Consigne de l'exercice:
Recopiez mot pour mot le passage du texte sur la norme RE2020 situé entre « La norme RE2020, entrée » et « complet des bâtiments. », bornes incluses.

La norme RE2020, entrée progressivement en vigueur depuis le 1er janvier 2022, représente une révolution dans le secteur de la construction neuve en France. Cette réglementation environnementale est la première en France, et parmi les premières au monde, à intégrer la performance environnementale via l'analyse du cycle de vie complet des bâtiments.
Pour les professionnels du bâtiment, comprendre l'application de la réglementation RE2020 est désormais essentiel. Elle s'applique aux permis de construire déposés depuis janvier 2022 pour le résidentiel et juillet 2022 pour les bâtiments d'enseignement et bureaux. Cette nouvelle norme poursuit trois objectifs majeurs: la sobriété énergétique, la réduction de l'impact carbone, ainsi que la garantie du confort en période de forte chaleur. À noter également que la norme RE2020 pour les maisons individuelles impose des exigences spécifiques dès 2022, notamment concernant l'utilisation d'énergies renouvelables.

Enregistrements de données:

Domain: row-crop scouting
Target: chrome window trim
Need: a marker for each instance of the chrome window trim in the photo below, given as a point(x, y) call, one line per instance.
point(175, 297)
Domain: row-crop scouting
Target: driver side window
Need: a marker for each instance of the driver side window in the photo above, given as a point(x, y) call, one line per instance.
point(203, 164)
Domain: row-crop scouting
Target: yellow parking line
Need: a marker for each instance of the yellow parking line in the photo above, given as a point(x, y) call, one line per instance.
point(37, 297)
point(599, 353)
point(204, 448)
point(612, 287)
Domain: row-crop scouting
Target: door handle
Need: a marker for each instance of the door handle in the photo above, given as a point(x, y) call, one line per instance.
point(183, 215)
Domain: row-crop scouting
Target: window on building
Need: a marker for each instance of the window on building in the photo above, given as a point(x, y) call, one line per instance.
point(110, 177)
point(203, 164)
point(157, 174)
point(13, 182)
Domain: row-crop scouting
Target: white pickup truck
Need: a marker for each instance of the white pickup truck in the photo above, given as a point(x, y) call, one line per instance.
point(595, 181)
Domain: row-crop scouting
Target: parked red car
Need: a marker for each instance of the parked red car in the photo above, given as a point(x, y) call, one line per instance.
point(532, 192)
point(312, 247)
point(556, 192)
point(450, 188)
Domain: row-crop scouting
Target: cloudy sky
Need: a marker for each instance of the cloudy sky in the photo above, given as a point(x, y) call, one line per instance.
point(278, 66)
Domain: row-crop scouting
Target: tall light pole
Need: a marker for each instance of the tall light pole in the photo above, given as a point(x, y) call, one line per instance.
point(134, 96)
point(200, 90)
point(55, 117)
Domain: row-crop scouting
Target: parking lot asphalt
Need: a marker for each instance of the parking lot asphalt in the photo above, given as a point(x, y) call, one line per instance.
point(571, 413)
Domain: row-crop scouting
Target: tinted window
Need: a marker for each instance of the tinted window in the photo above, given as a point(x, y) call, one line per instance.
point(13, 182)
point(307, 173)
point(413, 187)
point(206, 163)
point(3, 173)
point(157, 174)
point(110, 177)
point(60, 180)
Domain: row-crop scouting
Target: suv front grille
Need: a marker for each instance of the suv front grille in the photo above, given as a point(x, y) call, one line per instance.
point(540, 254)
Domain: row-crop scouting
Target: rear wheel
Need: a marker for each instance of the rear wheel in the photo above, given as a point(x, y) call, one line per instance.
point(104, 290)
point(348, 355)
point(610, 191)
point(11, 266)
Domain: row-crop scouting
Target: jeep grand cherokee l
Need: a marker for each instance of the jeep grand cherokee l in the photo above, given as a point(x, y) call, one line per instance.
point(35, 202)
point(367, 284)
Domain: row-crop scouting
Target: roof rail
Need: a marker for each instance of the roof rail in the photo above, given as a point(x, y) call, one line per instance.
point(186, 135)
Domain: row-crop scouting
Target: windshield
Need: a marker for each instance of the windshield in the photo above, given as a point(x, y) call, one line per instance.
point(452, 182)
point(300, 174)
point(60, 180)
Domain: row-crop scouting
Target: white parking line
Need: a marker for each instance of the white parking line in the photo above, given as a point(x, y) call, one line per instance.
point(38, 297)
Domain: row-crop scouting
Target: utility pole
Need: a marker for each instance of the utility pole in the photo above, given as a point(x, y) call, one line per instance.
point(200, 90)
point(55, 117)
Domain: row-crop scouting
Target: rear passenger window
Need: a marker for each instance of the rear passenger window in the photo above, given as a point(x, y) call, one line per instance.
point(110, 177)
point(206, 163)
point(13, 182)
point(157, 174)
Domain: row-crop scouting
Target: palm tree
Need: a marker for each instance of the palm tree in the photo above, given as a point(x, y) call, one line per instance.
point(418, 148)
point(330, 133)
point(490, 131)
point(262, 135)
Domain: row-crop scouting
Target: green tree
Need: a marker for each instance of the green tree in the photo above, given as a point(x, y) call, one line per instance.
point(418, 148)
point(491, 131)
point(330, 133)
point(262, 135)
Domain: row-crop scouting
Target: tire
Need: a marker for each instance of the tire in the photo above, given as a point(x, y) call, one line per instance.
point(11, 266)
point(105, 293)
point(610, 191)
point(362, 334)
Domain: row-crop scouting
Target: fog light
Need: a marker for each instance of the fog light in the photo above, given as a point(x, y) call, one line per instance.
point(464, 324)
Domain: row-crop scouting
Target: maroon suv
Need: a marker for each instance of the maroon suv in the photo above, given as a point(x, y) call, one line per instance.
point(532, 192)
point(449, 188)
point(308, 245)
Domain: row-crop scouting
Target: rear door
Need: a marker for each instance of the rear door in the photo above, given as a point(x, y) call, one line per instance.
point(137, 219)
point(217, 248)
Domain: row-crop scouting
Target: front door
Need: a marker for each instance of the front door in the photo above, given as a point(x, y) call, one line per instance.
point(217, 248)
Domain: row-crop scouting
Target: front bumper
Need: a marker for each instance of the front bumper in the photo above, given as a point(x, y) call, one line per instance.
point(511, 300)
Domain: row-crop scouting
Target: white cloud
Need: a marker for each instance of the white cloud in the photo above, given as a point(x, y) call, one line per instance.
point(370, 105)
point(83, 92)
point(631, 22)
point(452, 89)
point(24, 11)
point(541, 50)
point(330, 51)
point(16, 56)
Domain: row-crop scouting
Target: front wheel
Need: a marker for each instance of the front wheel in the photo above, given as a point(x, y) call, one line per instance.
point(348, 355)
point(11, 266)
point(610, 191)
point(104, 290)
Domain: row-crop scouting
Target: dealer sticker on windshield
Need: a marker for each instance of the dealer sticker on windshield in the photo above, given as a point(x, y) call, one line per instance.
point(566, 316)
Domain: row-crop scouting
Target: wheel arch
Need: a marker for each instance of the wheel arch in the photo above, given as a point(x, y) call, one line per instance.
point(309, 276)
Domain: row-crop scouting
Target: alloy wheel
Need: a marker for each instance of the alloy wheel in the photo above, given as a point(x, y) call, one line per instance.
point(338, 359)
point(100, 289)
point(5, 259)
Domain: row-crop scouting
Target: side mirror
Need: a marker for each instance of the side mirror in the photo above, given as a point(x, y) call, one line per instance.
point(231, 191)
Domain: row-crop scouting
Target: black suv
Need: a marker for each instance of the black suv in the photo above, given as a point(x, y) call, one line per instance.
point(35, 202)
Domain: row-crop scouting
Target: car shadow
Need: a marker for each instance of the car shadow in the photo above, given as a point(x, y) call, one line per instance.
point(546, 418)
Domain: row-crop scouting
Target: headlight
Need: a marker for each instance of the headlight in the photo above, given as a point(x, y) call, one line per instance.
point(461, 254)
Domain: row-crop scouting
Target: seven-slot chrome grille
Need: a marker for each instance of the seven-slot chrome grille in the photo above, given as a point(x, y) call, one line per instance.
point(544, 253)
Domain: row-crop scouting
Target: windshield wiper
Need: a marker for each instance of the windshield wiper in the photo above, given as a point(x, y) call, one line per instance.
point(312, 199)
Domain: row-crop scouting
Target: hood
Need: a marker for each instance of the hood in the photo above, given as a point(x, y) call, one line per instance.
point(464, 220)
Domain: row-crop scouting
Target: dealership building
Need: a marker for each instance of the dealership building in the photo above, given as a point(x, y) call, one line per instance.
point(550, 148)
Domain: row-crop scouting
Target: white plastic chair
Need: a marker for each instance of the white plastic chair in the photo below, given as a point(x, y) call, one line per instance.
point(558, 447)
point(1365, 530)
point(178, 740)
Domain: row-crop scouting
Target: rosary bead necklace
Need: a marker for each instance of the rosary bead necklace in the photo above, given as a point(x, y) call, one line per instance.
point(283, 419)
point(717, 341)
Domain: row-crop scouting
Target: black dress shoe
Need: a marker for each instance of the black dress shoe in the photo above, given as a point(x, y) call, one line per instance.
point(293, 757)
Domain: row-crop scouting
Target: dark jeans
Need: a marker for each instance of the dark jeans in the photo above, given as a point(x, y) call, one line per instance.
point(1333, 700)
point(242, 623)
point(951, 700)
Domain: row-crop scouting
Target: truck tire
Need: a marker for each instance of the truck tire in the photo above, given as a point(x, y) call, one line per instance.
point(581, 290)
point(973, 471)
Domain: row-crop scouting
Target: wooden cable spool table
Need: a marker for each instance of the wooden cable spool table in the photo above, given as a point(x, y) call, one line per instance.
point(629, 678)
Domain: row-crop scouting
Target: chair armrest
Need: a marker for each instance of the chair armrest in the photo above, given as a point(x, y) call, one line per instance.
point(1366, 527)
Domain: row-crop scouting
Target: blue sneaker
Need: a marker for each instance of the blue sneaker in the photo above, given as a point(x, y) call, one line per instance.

Réponse au problème:
La norme RE2020, entrée progressivement en vigueur depuis le 1er janvier 2022, représente une révolution dans le secteur de la construction neuve en France. Cette réglementation environnementale est la première en France, et parmi les premières au monde, à intégrer la performance environnementale via l'analyse du cycle de vie complet des bâtiments.